What you are asked to do:
Copy out the stretch of lines below, from the line containing "Each instance of the power" through the line containing "[(339, 94)]", reproducing each one word for word.

>> start Provided records

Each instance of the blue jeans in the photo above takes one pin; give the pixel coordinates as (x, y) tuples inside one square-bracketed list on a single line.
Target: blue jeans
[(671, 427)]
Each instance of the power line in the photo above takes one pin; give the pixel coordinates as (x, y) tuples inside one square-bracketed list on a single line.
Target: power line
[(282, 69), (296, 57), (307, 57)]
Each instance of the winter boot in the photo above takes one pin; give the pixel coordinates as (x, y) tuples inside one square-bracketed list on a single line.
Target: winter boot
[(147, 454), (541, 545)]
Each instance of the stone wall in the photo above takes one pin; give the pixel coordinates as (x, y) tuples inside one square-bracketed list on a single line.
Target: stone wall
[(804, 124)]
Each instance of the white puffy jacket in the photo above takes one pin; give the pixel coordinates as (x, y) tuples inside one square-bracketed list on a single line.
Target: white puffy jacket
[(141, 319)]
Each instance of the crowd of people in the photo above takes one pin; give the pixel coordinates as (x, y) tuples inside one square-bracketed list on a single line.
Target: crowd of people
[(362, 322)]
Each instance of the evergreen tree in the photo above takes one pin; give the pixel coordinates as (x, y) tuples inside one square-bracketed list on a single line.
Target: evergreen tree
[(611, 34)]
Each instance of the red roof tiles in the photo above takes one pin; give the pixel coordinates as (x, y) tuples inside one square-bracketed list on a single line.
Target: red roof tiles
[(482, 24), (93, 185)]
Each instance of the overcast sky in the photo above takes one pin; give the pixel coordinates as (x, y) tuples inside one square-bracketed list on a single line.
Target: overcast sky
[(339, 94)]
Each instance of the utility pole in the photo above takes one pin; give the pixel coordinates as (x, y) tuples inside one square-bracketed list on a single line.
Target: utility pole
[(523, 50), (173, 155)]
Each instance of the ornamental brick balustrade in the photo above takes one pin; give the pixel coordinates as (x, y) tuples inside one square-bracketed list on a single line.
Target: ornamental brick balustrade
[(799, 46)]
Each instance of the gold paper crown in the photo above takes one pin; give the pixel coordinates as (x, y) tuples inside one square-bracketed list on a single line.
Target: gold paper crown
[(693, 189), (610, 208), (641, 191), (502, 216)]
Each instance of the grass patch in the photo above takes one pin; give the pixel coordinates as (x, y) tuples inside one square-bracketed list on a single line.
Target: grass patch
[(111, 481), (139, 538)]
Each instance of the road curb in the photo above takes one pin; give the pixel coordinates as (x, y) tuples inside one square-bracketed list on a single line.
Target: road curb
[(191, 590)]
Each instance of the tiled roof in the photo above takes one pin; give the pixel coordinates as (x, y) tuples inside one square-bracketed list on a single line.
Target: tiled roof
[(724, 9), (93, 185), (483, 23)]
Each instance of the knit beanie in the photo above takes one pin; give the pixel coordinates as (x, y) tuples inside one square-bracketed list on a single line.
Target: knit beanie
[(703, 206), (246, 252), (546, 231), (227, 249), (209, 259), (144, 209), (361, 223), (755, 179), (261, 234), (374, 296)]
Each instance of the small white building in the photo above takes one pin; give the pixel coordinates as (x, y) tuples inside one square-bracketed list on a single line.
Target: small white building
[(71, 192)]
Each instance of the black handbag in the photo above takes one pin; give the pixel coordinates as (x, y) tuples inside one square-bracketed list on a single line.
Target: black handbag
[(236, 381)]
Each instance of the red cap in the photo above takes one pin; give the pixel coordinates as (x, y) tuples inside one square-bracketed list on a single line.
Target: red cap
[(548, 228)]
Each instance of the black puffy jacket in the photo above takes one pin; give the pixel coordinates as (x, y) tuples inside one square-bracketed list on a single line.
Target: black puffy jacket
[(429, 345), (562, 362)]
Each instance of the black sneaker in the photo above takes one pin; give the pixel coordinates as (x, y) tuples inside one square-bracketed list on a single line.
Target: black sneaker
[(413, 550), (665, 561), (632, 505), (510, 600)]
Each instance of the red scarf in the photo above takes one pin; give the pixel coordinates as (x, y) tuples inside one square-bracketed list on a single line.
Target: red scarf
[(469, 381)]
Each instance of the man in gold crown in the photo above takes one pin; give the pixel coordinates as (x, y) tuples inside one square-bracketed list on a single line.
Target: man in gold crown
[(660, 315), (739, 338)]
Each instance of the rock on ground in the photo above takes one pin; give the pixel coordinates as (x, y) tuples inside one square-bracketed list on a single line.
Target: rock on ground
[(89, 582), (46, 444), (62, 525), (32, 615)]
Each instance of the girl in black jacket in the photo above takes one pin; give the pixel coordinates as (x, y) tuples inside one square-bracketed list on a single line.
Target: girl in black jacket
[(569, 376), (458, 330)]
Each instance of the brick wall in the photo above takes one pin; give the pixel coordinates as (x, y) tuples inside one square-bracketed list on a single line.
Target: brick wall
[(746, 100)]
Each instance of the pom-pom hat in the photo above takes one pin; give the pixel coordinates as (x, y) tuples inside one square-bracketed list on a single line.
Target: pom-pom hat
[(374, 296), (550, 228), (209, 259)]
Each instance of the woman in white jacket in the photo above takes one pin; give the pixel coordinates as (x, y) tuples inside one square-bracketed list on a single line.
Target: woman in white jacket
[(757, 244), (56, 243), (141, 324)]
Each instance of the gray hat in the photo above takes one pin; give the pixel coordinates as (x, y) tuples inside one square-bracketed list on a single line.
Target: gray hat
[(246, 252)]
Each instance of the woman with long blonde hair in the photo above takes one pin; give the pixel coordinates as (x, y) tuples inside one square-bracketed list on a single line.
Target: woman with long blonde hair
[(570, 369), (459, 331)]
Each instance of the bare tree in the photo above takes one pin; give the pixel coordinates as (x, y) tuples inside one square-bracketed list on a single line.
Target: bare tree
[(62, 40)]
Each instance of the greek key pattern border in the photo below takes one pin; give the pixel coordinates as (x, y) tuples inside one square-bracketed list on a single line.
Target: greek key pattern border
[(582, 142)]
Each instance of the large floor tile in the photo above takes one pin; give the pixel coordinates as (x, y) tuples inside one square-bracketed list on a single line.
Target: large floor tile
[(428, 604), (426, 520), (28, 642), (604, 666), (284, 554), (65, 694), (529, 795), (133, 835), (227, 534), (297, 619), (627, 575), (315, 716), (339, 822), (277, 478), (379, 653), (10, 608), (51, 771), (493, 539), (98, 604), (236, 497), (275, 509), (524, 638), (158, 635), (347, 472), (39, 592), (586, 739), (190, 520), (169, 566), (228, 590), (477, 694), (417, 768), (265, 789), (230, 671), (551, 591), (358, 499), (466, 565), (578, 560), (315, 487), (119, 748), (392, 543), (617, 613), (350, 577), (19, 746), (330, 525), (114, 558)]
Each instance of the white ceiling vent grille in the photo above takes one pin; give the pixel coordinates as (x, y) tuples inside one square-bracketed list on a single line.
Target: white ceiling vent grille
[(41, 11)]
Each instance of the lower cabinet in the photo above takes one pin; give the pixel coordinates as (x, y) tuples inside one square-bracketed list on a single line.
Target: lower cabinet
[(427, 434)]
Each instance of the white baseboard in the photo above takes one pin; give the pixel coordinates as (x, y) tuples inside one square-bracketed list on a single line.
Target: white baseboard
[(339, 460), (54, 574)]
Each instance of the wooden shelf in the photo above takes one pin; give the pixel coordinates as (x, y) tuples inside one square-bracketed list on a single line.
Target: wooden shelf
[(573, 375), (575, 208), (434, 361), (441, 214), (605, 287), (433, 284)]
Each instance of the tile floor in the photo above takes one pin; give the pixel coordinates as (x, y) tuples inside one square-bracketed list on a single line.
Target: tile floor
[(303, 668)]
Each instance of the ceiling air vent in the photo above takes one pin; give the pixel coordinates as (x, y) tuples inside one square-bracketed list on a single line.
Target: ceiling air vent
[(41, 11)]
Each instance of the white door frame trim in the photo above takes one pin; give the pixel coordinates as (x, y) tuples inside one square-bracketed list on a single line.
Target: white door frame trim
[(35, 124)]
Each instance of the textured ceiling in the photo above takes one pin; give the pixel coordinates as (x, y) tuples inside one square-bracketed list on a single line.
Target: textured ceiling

>> end Provided records

Output:
Each instance of the power line in the photo above takes one pin; give the pixel coordinates as (x, y) tuples inside one square-bracketed list on a single line.
Target: power line
[(282, 69), (296, 57), (307, 57)]
Each instance of the winter boot in the photo above takes one pin; give the pixel coordinates as (x, y) tuples inside one square-bracketed list on a single line.
Target: winter boot
[(147, 454), (541, 545)]
Each instance of the stone wall in the photo above takes one pin; give the pixel coordinates as (x, y) tuples inside one square-bracketed list on a single line.
Target: stone wall
[(804, 124)]
Each instance of the white puffy jacket in the photo above takes one pin; give the pixel coordinates as (x, y) tuples inside one square-bracketed list on a single line.
Target: white puffy jacket
[(141, 319)]
Each instance of the crowd of people in the photo above takes one pin; give the pixel coordinates as (x, y) tuples inside one square-bracketed list on a single line.
Target: crowd of people
[(362, 322)]
Each instance of the evergreen tree in the photo above takes one pin; give the pixel coordinates as (x, y) tuples inside one square-bracketed list on a single line.
Target: evergreen tree
[(611, 34)]
Each instance of the red roof tiles in the photo above takes one pin; give the pixel coordinates as (x, y) tuples inside one square-bracketed list on a single line.
Target: red roof tiles
[(482, 24), (93, 185)]
Each instance of the overcast sky in the photo above takes one pin; give the pixel coordinates as (x, y) tuples inside one square-bracketed list on a single line.
Target: overcast sky
[(339, 94)]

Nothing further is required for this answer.